#### Written task
Count the lines below that contain the string "woman", matching case exactly, and give only the resulting number.

Entries from a pointing dataset
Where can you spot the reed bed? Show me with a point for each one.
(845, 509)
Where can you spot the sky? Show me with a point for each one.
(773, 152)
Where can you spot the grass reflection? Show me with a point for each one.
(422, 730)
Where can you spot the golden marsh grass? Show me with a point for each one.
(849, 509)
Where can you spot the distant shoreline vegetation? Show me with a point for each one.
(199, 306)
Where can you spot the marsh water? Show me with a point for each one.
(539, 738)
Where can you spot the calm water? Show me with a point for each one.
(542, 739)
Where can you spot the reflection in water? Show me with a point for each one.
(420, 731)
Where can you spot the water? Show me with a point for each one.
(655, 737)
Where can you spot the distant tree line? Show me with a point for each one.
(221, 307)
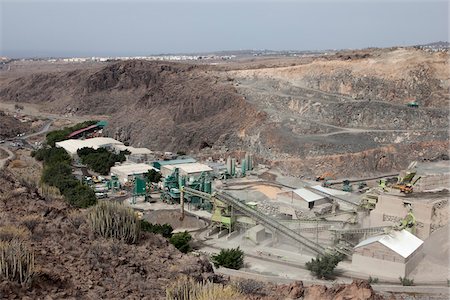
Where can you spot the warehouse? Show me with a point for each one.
(160, 163)
(398, 253)
(71, 145)
(302, 198)
(137, 155)
(430, 210)
(126, 172)
(191, 170)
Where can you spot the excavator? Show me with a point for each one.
(405, 183)
(408, 222)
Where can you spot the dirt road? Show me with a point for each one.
(4, 160)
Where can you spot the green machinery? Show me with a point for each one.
(408, 223)
(114, 183)
(175, 182)
(202, 183)
(171, 192)
(139, 189)
(413, 104)
(347, 187)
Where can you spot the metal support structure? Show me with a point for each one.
(265, 220)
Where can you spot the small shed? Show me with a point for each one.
(398, 252)
(125, 172)
(302, 198)
(190, 170)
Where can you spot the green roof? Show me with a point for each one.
(158, 164)
(102, 123)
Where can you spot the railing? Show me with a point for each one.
(269, 222)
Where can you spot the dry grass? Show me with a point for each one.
(76, 218)
(17, 164)
(187, 289)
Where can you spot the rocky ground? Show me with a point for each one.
(10, 126)
(72, 263)
(344, 112)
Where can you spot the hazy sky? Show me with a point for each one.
(88, 28)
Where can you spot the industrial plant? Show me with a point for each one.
(371, 221)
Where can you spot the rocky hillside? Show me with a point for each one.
(160, 105)
(73, 264)
(396, 76)
(345, 111)
(10, 126)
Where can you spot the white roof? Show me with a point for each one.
(73, 145)
(402, 242)
(329, 191)
(133, 150)
(308, 196)
(189, 168)
(130, 169)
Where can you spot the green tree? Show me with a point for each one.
(81, 196)
(181, 241)
(323, 266)
(153, 176)
(165, 230)
(229, 258)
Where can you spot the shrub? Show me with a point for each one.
(76, 218)
(229, 258)
(100, 160)
(165, 230)
(181, 241)
(9, 233)
(153, 176)
(188, 289)
(81, 196)
(248, 286)
(323, 266)
(31, 221)
(58, 173)
(16, 261)
(114, 220)
(406, 281)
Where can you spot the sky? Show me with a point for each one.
(132, 28)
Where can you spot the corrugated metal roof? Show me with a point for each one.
(308, 196)
(133, 150)
(158, 164)
(72, 145)
(402, 242)
(332, 192)
(190, 168)
(82, 130)
(129, 169)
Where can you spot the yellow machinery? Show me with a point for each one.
(405, 184)
(408, 223)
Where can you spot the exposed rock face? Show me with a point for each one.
(345, 113)
(163, 106)
(10, 126)
(357, 290)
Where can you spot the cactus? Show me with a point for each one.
(188, 289)
(114, 220)
(16, 261)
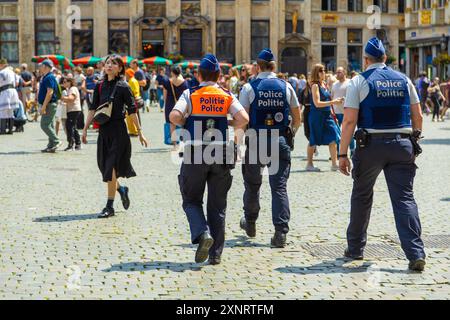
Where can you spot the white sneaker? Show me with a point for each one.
(312, 169)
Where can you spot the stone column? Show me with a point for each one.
(25, 13)
(208, 10)
(277, 25)
(136, 12)
(421, 65)
(408, 62)
(101, 28)
(408, 10)
(173, 11)
(63, 26)
(243, 11)
(342, 48)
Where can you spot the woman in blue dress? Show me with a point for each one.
(323, 127)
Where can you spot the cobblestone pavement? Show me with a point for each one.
(53, 247)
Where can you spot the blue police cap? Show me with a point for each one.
(266, 55)
(48, 63)
(210, 62)
(375, 48)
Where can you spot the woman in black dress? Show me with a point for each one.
(114, 145)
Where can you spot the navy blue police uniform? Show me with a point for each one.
(208, 106)
(269, 112)
(384, 97)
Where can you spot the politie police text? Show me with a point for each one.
(390, 89)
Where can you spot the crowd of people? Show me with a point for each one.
(254, 97)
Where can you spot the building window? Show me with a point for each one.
(355, 5)
(329, 5)
(119, 34)
(225, 41)
(45, 37)
(426, 4)
(354, 49)
(260, 37)
(191, 44)
(383, 4)
(9, 41)
(329, 39)
(83, 40)
(401, 6)
(300, 27)
(153, 43)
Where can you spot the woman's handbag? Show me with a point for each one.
(103, 113)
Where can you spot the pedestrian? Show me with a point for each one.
(27, 79)
(89, 85)
(199, 122)
(20, 118)
(72, 100)
(383, 103)
(174, 88)
(446, 92)
(339, 90)
(269, 101)
(9, 99)
(48, 97)
(323, 128)
(436, 96)
(422, 88)
(113, 144)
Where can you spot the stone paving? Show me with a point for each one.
(53, 247)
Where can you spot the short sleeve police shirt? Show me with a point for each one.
(184, 103)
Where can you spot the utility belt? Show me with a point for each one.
(6, 87)
(288, 134)
(229, 153)
(363, 138)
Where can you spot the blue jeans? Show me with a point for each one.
(340, 118)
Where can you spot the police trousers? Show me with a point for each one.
(252, 173)
(395, 157)
(193, 179)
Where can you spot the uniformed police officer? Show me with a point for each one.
(383, 103)
(270, 101)
(203, 112)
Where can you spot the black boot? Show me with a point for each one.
(278, 240)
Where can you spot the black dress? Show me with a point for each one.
(113, 144)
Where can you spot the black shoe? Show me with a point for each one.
(417, 265)
(206, 242)
(106, 213)
(214, 260)
(349, 255)
(249, 227)
(124, 197)
(278, 240)
(49, 150)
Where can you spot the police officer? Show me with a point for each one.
(270, 102)
(203, 112)
(383, 103)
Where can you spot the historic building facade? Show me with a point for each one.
(301, 32)
(427, 35)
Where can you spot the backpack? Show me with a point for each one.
(148, 79)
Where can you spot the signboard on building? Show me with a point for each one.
(330, 18)
(425, 17)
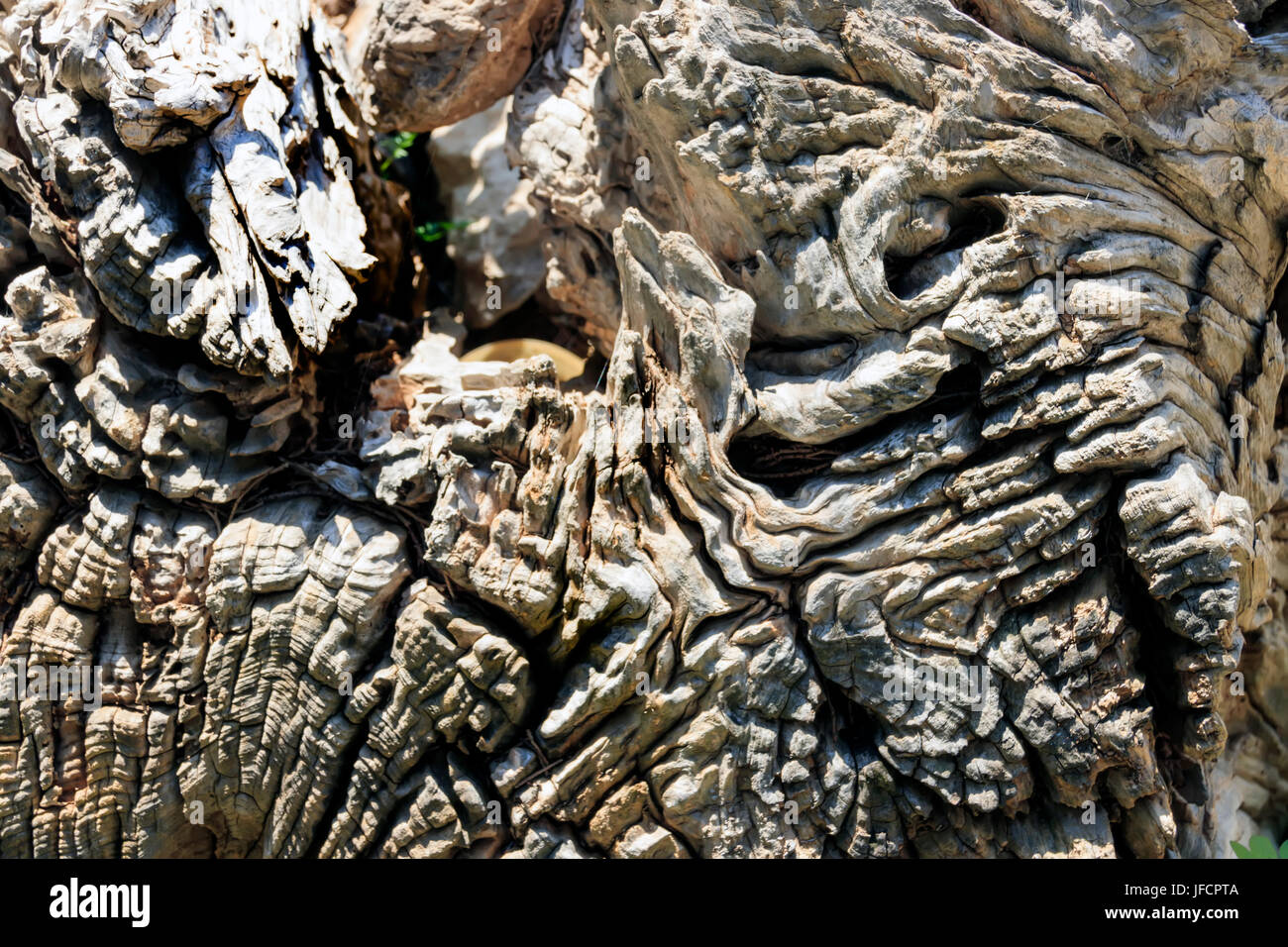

#### Answer in full
3